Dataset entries
****************
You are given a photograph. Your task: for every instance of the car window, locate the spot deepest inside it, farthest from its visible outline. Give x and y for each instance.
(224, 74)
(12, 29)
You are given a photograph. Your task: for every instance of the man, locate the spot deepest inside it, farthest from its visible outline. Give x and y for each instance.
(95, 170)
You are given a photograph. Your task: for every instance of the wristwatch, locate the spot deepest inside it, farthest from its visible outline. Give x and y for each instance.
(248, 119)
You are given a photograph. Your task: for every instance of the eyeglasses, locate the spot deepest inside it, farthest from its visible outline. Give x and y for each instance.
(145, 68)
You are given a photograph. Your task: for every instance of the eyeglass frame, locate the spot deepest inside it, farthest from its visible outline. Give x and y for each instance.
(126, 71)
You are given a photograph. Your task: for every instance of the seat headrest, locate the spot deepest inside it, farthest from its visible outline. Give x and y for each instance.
****************
Task requirements:
Write out every entry again exactly, please, with nothing missing.

Output below:
You are given a photograph. Your task: for every instance of the car window, locate the spot deepest inside it, farthest from its visible outline. Give x and y for each instance.
(224, 74)
(12, 29)
You are given a photograph. Your task: for every instance of the man, locate the spot deepest inside it, farthest from its visible outline. Give x and y for each instance.
(95, 170)
You are given a photograph. Your task: for every instance of the wristwatch, locate the spot deepest inside it, farthest from its visible outline. Give x and y for each instance.
(248, 119)
You are given a photograph. Your task: for every instance of the eyeglasses, locate the spot deepest inside it, farthest from its visible outline. Give x and y for each instance.
(145, 68)
You are given a photograph. Your task: for every instance of the eyeglass frame, locate the spot deepest inside it, farthest from its visible outline. Give x and y for each instance.
(126, 71)
You are given a photograph. Your task: for every instance of the seat headrest, locate the spot deepest inside it, farthest from its visible outline. Give x and y for each instance.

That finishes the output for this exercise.